LIST OF TASKS:
A - Reproduce the passage on Utah women from "Our second article" down to "or ecclesiastical patriarchs.".
B - Answer these questions from the passage on Utah women:
(i) What were the names of the two hospitals founded in Salt Lake City?
(ii) For how long did Holy Cross continue operating?
(iii) What sources does Jill Thorley Warnick mine?
C - Carry the passage on Utah women forward from its final sentence.

SOURCE TEXT:
━━━━━━━━━━━━━━━━━━━━━━━━━━━━━━

In 1870s Utah, Latter-day Saint and Catholic leaders separately called on women to expand their traditional healing roles; and in Salt Lake City, two sets of women responded by founding Deseret Hospital and Holy Cross Hospital. Deseret Hospital closed just over a decade after its opening, while Holy Cross continued operating for more than a century. In our first article, Colleen McDannell compares the two institutions and their underlying structures, concentrating especially on the women of Deseret Hospital. She concludes that the hospitals’ disparate outcomes resulted, in part, from how they interfaced with a modernizing world: both groups of women wanted to help the sick, but the Catholic women were better equipped—particularly from an organizational standpoint—to manage the contemporary transition to care based in hospitals rather than homes.
Our second article provides another perspective on the frameworks that influenced how women could conduct their lives. In it, Jill Thorley Warnick mines land records and family histories to understand how Utah women used homestead laws to their benefit, from the late nineteenth century into the first years of the twentieth. She argues that many kinds of women—married, plurally married, separated, divorced, widowed, or single—jumped at the opportunity to own land and used homestead laws as part of a strategy to stay afloat economically or even to create intergenerational wealth. These were adventures of their own making, Warnick writes, not actions taken at the insistence of personal or ecclesiastical patriarchs.

━━━━━━━━━━━━━━━━━━━━━━━━━━━━━━

EXERCISE DATA:
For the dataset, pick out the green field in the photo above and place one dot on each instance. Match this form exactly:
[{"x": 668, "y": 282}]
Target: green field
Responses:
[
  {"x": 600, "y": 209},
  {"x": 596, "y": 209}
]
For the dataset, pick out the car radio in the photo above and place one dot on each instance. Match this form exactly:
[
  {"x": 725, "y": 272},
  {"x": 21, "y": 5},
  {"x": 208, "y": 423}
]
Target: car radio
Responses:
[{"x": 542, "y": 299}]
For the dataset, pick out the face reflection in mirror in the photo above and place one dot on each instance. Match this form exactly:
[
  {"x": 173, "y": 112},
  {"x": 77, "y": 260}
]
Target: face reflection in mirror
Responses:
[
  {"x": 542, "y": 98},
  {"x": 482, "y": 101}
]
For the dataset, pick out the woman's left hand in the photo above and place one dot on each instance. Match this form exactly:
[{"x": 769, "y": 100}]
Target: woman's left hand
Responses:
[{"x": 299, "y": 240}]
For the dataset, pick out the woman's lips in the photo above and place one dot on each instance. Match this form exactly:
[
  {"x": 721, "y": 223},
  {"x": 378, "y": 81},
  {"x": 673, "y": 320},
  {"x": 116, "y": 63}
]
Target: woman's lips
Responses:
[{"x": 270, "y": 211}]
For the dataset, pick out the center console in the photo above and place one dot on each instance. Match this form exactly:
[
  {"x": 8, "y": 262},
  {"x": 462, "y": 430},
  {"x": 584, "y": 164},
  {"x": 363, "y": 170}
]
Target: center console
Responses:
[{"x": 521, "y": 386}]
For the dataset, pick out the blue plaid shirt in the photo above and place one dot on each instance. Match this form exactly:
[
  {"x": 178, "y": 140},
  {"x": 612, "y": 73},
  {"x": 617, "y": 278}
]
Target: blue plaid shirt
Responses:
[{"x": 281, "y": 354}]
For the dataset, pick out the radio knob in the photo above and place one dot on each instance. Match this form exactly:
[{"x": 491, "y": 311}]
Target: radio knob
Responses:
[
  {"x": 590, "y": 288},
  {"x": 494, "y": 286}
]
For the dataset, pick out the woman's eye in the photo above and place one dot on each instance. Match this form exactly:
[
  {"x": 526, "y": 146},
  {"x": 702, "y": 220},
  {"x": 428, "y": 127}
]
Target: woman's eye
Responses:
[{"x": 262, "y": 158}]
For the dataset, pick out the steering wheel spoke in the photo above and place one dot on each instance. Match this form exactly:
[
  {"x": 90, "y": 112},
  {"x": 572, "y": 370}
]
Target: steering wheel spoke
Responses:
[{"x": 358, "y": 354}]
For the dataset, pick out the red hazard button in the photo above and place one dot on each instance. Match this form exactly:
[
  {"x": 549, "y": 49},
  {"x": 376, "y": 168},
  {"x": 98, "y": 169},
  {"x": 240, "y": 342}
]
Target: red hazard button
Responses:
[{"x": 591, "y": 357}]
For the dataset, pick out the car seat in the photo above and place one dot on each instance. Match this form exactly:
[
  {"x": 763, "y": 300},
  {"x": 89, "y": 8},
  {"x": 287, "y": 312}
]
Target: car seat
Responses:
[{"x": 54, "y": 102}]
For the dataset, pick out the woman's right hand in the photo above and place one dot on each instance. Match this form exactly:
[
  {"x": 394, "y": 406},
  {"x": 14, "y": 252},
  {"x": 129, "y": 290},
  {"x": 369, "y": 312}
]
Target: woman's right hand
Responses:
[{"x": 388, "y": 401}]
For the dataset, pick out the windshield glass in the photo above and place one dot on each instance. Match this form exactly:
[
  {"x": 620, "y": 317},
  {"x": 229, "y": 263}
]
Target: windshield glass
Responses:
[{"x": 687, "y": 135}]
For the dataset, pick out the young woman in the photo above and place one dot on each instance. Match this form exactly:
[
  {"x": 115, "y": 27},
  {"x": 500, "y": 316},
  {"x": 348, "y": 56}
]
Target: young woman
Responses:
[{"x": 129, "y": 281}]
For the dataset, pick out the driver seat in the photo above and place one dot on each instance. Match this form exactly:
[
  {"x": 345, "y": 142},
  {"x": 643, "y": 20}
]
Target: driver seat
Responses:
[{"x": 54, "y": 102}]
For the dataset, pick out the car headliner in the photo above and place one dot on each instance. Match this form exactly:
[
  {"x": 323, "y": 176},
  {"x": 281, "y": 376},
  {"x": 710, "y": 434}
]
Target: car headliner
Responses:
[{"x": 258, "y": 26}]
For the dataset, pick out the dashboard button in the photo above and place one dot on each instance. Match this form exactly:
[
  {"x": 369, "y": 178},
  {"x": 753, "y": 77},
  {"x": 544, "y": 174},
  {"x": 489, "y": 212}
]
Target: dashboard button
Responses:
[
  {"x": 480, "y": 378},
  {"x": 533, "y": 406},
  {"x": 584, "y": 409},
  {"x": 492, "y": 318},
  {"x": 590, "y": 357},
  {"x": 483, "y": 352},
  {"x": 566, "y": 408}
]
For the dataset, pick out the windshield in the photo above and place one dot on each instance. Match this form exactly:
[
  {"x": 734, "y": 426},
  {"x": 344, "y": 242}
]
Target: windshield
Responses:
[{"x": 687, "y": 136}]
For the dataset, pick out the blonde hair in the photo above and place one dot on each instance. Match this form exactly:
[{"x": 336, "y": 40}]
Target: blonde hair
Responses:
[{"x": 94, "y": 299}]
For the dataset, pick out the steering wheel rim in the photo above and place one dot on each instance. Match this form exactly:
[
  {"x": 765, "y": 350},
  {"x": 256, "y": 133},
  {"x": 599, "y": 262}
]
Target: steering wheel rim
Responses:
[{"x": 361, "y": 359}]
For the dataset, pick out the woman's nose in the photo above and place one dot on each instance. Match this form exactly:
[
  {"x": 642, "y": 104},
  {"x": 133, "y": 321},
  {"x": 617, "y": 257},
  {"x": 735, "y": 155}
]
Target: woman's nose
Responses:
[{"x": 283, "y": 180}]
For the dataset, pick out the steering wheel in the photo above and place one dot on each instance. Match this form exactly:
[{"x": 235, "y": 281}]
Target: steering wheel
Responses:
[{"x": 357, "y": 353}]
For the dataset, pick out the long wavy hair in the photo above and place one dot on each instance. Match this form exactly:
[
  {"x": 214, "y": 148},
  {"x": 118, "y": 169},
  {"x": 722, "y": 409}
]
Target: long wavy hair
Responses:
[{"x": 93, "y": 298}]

━━━━━━━━━━━━━━━━━━━━━━━━━━━━━━

ANSWERS PROVIDED:
A -
Our second article provides another perspective on the frameworks that influenced how women could conduct their lives. In it, Jill Thorley Warnick mines land records and family histories to understand how Utah women used homestead laws to their benefit, from the late nineteenth century into the first years of the twentieth. She argues that many kinds of women—married, plurally married, separated, divorced, widowed, or single—jumped at the opportunity to own land and used homestead laws as part of a strategy to stay afloat economically or even to create intergenerational wealth. These were adventures of their own making, Warnick writes, not actions taken at the insistence of personal or ecclesiastical patriarchs.

B -
(i) Deseret Hospital and Holy Cross Hospital
(ii) More than a century
(iii) Land records and family histories

C -
The third article in this issue centers on one woman, Eliza Shelton Keeler, a Canadian who made her way to Utah territory as part of the Latter-day Saint migration. Author Hovan Lawton traces Eliza’s life after her 1856 marriage to James Keeler, who married Eliza’s younger sister Emily a year later. The growing polygamous family always seemed to struggle financially and moved often, which fed into their economic instability. The Keelers experienced some of the most difficult aspects of Latter-day Saint life in nineteenth-century Utah, as well as the poverty, illness, and untimely deaths that haunted other households. Even so, Eliza and her family also drew strength from a network of neighbors, relatives, and co-religionists.
The issue closes with two pieces that showcase the practice of women’s history within the Utah Division of State History. First, Katherine Kitterman introduces the Utah Women’s History Initiative, a new program within the division that was supported by Lieutenant Governor Deidre M. Henderson. An interview with Henderson follows. The second piece is a likely first for UHQ: an award-winning essay written as part of Utah’s National History Day® program by Elsie Grow, then a high school student.
In closing, we note with sadness the passing of two brilliant and gracious historians—Kate Holbrook and Carol A. O’Connor—whose work greatly enriched the Utah history ecosystem.